JOB
Reproduce exactly the lines below, starting with the line that contains "Corridor-survey task: point out each instance of the stone slab" and ending with the last line of the records, both included, and nothing else.

GIVEN DATA

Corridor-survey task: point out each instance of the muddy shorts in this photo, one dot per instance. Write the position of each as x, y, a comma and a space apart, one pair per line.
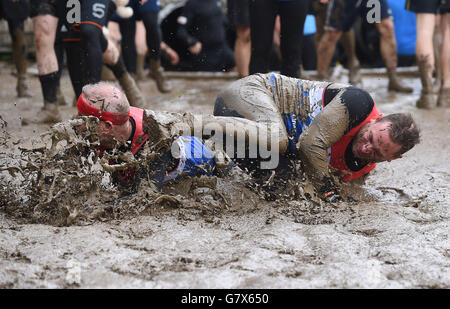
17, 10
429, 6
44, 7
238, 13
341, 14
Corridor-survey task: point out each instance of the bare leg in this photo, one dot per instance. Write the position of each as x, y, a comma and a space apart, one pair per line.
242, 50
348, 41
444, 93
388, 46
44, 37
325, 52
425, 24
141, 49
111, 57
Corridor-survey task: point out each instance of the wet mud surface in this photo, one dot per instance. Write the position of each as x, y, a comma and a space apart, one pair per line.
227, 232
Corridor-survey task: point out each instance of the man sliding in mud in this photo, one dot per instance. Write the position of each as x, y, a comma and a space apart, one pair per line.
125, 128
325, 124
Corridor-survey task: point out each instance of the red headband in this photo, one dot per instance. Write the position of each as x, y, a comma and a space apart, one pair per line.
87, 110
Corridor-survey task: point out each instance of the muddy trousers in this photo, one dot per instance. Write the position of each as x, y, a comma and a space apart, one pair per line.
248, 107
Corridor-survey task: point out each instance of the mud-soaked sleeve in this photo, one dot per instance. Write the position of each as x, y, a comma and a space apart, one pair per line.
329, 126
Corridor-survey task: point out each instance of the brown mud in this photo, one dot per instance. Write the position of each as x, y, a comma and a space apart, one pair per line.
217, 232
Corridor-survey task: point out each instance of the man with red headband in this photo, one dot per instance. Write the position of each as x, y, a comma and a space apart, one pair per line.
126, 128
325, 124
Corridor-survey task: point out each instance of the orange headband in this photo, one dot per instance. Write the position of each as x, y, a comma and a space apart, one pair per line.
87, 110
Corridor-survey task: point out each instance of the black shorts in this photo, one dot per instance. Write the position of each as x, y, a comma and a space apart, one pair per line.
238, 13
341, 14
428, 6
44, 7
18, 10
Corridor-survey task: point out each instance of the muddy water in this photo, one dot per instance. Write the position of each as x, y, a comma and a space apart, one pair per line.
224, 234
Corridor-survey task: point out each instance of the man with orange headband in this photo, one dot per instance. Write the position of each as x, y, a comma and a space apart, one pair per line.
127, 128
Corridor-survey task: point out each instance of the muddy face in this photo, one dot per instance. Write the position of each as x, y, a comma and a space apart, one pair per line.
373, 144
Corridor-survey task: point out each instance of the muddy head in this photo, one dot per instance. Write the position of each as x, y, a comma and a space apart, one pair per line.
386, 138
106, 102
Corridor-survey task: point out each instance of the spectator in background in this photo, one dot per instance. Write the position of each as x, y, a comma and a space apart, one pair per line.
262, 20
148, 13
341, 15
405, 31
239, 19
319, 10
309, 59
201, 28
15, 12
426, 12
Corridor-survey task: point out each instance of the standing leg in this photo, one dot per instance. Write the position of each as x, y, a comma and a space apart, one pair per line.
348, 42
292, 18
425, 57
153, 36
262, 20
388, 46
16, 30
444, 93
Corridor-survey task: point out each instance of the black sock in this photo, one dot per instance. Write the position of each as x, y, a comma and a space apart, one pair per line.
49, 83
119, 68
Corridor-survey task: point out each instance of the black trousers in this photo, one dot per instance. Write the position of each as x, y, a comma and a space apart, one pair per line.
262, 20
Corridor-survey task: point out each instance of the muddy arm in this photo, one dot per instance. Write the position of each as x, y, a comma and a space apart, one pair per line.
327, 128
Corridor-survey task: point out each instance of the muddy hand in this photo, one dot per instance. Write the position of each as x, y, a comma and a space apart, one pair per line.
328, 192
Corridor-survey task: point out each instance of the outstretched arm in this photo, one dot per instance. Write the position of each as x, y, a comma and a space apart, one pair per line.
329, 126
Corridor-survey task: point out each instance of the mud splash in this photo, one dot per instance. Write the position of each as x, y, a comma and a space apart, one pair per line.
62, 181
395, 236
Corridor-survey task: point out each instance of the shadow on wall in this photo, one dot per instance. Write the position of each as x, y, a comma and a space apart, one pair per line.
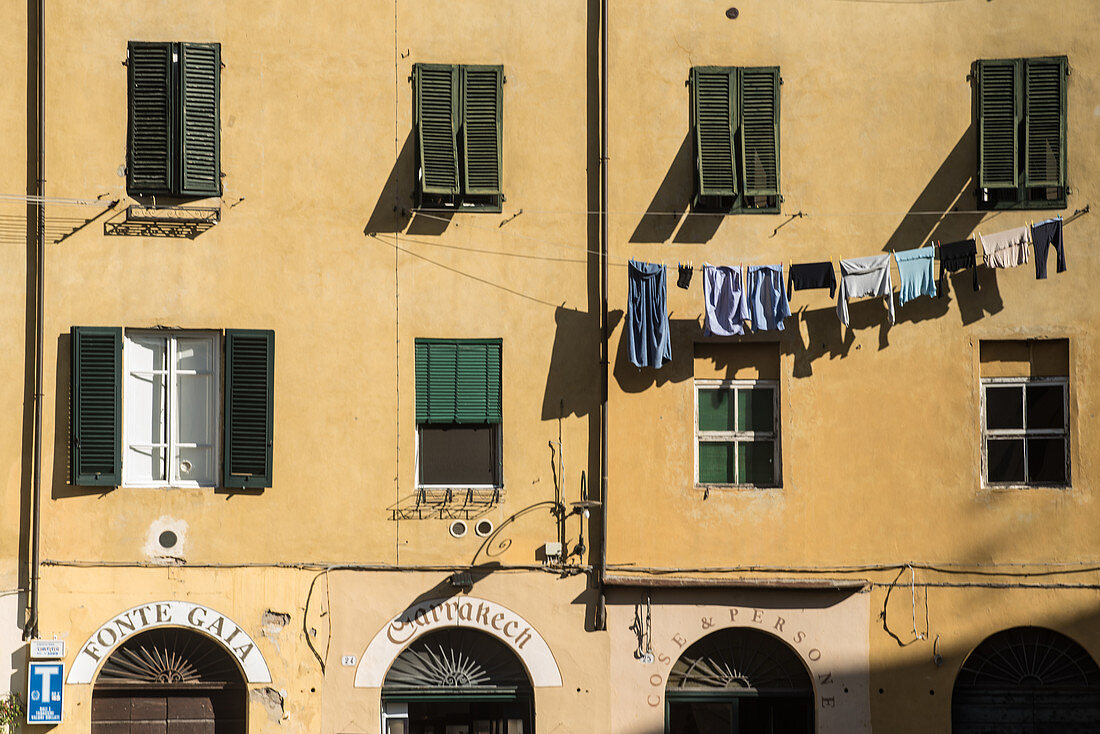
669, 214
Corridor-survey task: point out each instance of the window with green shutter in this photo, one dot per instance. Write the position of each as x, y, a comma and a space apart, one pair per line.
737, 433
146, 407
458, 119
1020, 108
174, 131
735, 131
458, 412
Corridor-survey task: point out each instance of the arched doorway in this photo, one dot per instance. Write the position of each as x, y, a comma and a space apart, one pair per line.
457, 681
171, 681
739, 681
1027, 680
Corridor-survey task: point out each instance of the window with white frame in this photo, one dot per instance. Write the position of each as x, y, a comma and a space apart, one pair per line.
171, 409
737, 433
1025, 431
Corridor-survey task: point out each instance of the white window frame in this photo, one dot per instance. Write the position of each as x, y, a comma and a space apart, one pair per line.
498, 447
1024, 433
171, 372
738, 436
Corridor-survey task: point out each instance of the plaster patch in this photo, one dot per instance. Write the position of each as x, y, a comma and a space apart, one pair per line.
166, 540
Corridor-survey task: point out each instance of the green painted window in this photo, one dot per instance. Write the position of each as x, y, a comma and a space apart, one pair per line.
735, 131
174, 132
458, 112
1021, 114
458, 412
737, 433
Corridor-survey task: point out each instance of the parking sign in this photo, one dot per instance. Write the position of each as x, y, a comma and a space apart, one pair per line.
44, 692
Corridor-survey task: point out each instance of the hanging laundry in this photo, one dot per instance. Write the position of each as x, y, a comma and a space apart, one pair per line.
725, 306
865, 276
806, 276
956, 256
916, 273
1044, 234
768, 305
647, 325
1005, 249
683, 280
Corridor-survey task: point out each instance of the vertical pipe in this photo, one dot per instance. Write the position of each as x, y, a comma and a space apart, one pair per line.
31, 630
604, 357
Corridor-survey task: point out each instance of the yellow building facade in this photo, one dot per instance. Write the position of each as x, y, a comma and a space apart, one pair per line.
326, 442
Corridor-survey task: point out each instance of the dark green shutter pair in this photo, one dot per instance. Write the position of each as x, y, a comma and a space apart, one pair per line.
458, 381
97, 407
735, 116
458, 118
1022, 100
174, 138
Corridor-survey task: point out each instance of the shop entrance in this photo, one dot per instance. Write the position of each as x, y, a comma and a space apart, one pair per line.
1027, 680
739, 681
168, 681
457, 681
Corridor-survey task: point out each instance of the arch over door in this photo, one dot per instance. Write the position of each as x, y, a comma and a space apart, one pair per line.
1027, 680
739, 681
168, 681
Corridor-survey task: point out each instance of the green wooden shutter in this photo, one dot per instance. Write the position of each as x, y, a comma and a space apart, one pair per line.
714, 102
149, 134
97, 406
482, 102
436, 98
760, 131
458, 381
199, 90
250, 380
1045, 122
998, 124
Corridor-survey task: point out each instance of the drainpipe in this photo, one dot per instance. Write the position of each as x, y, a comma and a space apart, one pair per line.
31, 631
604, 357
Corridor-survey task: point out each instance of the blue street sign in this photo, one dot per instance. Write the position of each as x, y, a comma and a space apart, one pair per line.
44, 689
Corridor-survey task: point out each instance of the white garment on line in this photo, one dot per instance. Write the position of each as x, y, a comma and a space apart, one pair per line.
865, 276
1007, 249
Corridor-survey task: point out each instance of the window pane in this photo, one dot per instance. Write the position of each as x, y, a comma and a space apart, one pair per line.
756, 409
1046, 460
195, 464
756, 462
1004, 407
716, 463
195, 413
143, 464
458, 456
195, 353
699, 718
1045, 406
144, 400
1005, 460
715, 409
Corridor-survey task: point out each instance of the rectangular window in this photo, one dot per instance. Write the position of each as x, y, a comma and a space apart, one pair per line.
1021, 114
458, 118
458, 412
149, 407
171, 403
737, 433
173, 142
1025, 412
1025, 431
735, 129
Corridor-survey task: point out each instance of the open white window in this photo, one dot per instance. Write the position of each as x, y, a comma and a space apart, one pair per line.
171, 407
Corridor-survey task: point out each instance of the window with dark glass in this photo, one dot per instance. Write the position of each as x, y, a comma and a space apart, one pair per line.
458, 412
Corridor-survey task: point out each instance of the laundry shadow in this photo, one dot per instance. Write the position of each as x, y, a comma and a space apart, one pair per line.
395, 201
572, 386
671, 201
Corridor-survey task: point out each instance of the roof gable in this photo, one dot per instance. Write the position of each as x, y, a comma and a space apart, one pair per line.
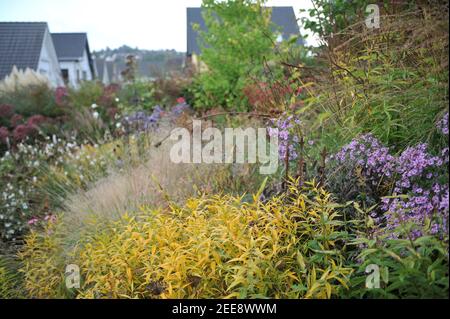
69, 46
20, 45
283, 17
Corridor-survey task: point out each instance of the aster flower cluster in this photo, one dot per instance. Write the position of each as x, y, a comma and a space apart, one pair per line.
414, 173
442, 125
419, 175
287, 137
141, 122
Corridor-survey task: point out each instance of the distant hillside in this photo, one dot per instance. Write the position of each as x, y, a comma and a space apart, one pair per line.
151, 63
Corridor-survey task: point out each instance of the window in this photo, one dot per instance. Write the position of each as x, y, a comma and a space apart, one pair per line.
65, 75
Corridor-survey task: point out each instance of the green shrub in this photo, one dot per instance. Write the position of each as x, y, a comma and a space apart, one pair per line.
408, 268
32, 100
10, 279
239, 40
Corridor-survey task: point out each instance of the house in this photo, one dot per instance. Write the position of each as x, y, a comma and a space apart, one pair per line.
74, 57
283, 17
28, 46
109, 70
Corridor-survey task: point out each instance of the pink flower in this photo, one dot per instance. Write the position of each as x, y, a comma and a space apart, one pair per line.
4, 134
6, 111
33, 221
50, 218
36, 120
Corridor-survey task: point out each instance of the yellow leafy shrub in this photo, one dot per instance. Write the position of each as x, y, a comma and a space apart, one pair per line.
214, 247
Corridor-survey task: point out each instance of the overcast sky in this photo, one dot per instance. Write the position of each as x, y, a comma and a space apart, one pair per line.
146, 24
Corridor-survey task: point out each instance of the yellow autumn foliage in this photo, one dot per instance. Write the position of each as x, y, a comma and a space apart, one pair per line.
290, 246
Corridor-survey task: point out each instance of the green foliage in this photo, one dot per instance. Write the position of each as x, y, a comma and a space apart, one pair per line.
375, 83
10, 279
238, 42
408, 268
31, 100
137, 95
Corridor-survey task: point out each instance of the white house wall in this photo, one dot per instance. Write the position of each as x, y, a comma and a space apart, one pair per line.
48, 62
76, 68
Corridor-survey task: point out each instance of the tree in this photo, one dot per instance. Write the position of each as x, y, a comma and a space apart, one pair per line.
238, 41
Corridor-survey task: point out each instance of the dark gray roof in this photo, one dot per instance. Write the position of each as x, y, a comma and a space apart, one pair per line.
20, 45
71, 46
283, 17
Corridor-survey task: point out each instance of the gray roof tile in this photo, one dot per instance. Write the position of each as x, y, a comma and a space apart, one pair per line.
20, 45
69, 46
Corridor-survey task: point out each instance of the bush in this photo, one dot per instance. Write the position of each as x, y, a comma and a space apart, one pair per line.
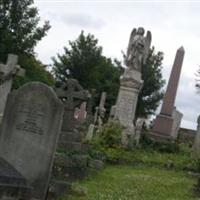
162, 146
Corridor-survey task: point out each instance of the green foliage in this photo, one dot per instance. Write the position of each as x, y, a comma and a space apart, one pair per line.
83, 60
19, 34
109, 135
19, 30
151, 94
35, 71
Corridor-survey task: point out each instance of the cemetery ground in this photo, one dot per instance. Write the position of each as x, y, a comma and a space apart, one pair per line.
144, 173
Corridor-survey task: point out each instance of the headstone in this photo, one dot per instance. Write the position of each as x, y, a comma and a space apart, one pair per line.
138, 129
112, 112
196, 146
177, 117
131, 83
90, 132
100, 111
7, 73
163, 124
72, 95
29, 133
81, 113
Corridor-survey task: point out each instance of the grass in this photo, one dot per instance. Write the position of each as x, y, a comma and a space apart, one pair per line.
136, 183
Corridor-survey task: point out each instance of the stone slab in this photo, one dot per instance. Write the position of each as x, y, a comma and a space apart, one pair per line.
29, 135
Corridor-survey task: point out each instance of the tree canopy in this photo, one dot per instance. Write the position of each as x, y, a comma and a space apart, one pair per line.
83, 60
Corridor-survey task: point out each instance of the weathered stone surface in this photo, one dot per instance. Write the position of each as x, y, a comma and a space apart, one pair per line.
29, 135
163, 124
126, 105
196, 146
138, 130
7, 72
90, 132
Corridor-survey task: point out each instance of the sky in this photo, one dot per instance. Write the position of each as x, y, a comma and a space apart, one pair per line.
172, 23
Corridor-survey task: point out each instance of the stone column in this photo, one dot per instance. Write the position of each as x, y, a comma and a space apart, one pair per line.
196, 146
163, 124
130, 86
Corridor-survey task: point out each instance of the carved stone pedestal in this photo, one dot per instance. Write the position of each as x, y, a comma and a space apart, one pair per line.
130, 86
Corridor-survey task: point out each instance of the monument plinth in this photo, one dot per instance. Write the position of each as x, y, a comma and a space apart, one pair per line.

EXERCISE RESULT
Corridor-survey task: point out each instance of the stone slab in this photo, one dot per instance. Write the position of each as x, y, a comma and a space apart, one pair per line.
29, 135
Corridor-survey task: point out each instance of the tree canopy in this photo, one dot per instance. Write the position of each as x, y, a comma and a space apart, one pair per line.
83, 60
Corridor-survey task: point out each instance of the weathered stone surface in this photo, one dot per instance. Write the position of each as x, y, a comma and a space apart, one pair per line.
29, 135
163, 124
126, 105
196, 146
138, 130
7, 72
90, 132
Corridor-survey task: point out each instance of the sky in this photo, one dot per instance. Write the position of each as x, y, a comma and a space apart, one pair per line.
172, 23
Corridor-survey task: point out each instance of the stone column in this photo, one dot per instance. Write the position of each as x, y, a comma and a space apart, one pair per line.
196, 146
163, 124
130, 86
Corridor-survey task: point out each instance of the carved stone pedestal in this photo, one dot per instance. Write the position of each as x, y, a comma and a space apart, one pair per line.
130, 86
Corridor-survey task: point out each instance of the monument plinth in this photo, one dot per instance. Write the position of each as x, y, a comma and a space apart, one pair per line.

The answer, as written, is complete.